Start of Entries provided

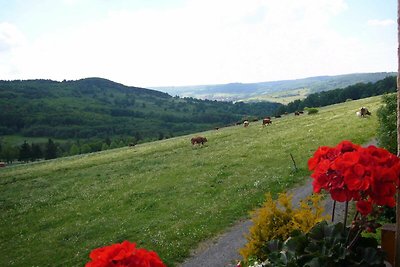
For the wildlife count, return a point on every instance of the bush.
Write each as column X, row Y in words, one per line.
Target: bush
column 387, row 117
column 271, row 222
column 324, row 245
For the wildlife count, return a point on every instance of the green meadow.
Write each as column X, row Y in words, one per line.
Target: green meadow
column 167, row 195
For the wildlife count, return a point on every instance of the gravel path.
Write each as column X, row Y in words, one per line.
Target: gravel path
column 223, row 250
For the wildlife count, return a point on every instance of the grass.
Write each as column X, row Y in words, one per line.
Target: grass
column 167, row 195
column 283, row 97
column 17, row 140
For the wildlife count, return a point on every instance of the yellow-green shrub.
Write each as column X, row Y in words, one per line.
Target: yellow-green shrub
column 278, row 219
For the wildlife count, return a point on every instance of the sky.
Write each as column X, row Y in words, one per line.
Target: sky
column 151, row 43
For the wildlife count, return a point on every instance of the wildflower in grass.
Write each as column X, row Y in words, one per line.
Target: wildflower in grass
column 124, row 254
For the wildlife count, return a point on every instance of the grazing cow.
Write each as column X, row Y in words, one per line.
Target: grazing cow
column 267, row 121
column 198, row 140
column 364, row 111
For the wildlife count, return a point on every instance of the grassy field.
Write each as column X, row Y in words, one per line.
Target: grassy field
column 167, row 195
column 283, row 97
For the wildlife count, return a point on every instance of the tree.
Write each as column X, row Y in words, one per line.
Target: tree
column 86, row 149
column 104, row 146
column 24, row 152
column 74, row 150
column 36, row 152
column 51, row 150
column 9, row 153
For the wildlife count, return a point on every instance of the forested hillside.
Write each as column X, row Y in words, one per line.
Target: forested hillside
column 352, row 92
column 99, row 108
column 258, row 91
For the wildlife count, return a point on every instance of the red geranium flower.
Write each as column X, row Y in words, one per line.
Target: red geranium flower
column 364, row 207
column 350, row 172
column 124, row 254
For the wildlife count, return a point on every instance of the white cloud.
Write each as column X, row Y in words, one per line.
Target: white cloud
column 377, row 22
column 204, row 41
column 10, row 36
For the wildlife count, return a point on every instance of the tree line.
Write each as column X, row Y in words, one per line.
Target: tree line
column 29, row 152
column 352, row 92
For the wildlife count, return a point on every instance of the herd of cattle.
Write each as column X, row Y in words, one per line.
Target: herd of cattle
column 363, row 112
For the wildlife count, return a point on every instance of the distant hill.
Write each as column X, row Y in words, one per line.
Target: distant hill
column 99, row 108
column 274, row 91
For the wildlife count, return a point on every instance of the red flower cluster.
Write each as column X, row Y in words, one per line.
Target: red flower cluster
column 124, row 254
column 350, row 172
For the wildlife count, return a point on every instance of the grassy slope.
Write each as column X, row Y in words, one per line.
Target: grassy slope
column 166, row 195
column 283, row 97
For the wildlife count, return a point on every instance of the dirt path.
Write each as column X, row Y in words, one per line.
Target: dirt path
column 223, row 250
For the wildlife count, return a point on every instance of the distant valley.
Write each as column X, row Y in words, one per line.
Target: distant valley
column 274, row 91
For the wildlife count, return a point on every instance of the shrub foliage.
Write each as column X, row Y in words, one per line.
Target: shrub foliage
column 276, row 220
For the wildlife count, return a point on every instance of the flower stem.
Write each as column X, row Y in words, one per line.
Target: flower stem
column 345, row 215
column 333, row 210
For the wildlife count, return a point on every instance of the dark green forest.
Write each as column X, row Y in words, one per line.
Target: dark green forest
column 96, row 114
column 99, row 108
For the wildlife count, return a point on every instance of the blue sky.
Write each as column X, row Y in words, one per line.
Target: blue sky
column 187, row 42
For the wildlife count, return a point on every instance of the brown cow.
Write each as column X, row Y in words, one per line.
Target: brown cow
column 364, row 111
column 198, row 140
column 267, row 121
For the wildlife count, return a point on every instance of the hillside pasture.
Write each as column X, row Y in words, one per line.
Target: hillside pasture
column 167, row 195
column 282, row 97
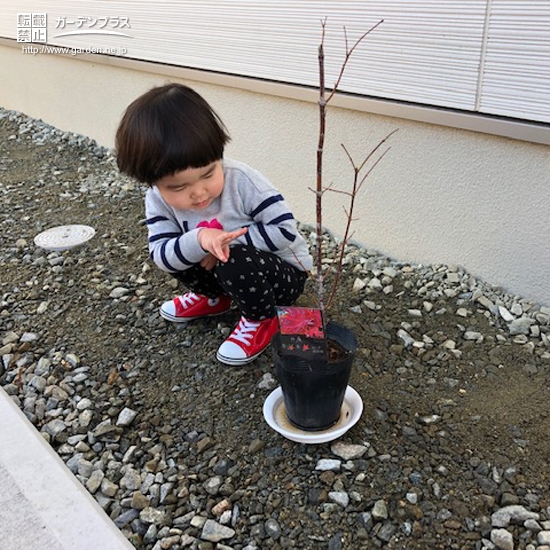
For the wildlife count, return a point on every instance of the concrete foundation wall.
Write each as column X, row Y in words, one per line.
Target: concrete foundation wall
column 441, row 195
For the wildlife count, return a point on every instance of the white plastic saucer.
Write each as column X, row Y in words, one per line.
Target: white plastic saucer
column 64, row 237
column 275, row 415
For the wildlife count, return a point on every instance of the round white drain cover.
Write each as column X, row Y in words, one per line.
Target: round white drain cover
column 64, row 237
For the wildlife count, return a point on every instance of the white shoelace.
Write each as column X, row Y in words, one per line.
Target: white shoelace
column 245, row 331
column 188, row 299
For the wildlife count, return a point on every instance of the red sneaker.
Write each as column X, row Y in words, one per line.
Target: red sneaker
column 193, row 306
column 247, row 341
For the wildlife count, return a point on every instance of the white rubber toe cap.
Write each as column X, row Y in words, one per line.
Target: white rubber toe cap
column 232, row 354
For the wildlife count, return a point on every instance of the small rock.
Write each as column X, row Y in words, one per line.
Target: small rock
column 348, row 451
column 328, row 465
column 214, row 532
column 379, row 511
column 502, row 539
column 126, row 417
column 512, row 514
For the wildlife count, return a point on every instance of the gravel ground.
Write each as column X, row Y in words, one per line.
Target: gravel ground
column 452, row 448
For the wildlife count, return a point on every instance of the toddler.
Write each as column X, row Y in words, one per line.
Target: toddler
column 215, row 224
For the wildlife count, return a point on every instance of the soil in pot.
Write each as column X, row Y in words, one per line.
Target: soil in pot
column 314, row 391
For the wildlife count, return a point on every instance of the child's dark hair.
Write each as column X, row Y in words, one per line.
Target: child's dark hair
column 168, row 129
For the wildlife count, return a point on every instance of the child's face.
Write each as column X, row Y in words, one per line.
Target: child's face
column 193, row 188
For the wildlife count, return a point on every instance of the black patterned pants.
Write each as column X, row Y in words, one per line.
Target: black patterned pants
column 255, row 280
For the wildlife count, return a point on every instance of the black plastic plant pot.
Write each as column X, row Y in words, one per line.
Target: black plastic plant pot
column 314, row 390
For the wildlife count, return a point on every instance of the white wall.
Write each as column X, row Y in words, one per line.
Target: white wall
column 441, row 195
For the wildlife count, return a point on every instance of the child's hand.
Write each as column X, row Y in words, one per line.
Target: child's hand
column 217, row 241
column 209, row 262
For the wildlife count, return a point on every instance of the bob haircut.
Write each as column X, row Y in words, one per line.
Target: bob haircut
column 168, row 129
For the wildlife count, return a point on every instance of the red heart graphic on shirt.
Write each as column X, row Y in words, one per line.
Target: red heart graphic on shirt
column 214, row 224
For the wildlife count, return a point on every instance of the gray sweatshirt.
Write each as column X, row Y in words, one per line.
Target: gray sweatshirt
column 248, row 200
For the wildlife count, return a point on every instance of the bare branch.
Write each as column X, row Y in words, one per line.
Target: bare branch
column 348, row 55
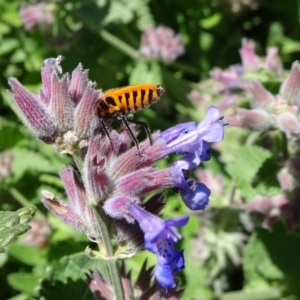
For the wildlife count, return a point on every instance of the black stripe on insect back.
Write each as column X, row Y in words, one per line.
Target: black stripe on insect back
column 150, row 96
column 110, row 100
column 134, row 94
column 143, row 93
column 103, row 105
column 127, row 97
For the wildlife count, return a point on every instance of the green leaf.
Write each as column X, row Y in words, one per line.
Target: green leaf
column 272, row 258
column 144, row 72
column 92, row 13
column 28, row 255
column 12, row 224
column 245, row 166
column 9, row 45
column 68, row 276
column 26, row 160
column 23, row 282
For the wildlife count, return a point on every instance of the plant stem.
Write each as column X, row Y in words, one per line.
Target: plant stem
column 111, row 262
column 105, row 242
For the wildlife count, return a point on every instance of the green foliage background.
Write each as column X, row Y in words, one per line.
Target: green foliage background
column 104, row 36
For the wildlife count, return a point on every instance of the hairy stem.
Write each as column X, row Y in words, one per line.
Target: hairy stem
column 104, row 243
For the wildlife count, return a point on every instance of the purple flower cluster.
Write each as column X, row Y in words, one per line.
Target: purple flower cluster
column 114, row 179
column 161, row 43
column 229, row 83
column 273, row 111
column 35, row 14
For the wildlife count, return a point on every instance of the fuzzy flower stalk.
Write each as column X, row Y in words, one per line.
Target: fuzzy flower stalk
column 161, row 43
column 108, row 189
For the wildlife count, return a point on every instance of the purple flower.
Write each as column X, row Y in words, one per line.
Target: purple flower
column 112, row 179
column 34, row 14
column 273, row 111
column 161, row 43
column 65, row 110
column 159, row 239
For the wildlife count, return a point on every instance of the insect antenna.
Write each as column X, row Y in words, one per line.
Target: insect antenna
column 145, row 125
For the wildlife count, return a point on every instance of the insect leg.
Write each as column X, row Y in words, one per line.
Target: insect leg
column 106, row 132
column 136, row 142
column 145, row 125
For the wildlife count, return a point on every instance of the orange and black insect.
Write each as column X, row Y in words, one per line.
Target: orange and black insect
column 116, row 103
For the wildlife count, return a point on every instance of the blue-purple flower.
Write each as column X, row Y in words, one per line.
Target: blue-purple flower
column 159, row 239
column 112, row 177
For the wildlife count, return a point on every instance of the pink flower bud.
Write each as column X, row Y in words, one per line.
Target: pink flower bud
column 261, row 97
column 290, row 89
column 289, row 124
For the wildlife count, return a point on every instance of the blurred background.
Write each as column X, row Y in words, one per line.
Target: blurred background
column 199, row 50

End of Entries provided
Start of Entries provided

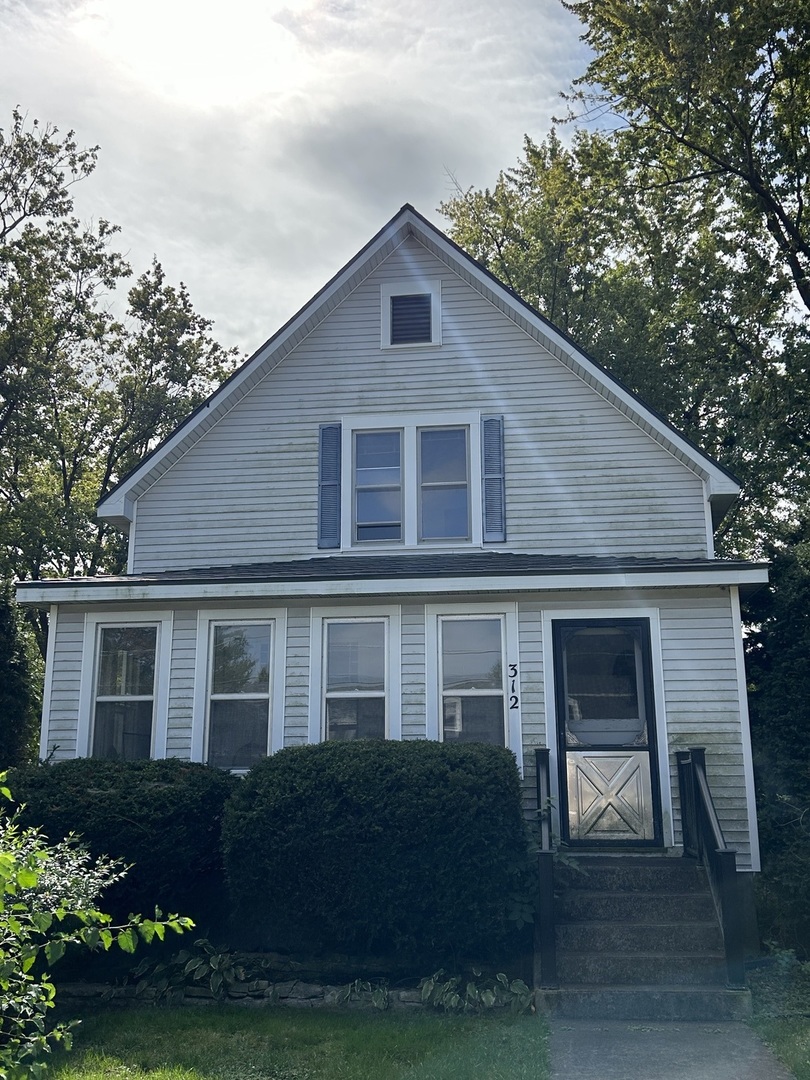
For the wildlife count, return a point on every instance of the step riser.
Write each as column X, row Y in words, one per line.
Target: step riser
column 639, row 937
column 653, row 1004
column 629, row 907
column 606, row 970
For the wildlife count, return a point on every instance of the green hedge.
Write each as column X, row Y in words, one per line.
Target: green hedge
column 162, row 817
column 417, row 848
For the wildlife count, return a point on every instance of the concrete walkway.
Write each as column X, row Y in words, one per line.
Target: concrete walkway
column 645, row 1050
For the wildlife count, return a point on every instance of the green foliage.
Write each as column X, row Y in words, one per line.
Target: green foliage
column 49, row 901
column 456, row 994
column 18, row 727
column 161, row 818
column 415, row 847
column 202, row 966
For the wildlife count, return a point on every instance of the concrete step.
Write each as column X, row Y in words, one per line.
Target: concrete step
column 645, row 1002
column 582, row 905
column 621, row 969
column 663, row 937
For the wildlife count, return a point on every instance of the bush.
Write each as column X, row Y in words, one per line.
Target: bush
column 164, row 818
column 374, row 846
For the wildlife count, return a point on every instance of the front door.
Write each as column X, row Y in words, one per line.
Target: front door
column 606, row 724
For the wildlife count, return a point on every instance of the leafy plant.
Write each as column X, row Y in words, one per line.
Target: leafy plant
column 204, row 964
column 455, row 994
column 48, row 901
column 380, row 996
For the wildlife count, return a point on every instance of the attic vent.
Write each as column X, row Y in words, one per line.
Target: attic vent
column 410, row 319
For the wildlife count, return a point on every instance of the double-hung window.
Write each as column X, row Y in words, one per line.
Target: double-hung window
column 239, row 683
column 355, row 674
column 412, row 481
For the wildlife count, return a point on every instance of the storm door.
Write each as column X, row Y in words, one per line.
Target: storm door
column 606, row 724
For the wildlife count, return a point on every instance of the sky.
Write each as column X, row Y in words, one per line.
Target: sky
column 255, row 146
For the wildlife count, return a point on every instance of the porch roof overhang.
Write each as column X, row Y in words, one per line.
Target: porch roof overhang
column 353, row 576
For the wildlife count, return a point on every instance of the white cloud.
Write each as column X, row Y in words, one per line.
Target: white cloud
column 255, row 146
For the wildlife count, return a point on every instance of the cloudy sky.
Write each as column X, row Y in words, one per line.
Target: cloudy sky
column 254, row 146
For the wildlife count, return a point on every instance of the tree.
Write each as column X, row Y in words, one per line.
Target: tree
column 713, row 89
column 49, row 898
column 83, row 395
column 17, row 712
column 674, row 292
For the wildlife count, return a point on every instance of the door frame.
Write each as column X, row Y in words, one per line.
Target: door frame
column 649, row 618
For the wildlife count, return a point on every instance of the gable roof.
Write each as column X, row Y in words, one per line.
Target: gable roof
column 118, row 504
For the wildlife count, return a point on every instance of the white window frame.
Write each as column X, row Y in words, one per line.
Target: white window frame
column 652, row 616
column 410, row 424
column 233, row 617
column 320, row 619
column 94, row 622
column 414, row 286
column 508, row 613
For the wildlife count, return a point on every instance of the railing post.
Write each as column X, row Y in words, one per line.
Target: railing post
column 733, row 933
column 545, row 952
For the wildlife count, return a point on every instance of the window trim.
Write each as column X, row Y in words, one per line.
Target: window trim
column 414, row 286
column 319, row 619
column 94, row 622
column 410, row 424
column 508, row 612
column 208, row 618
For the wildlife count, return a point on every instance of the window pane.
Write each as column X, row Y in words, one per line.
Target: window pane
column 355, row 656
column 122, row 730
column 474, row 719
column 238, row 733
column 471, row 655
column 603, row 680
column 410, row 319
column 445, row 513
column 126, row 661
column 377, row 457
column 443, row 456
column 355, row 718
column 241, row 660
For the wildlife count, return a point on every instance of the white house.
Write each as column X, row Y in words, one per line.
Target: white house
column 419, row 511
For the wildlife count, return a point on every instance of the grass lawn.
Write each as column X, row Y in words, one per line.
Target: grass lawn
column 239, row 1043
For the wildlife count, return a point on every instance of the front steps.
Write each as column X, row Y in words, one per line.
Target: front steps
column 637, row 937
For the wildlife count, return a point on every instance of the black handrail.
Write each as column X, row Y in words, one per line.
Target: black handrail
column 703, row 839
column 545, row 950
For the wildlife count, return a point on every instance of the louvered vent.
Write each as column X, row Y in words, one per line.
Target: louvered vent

End of Entries provided

> Given exercise
Extract the lines of the entries above word for word, from the line containing "the white shoelace." through the line containing "column 232, row 354", both included, and nothing else.

> Final result
For the wildlife count, return a point on every instance of the white shoelace.
Write each as column X, row Y in words, one per line.
Target: white shoelace
column 245, row 331
column 188, row 299
For the wildlife count, return a point on every instance of the red sneaker.
Write each as column X, row Y in words, one per line.
Target: red sneaker
column 193, row 306
column 247, row 341
For the wildlife count, return a point on every instance of the white rubber toe cap.
Write each as column X, row Y in words, one per line.
Target: white rubber toe cap
column 232, row 354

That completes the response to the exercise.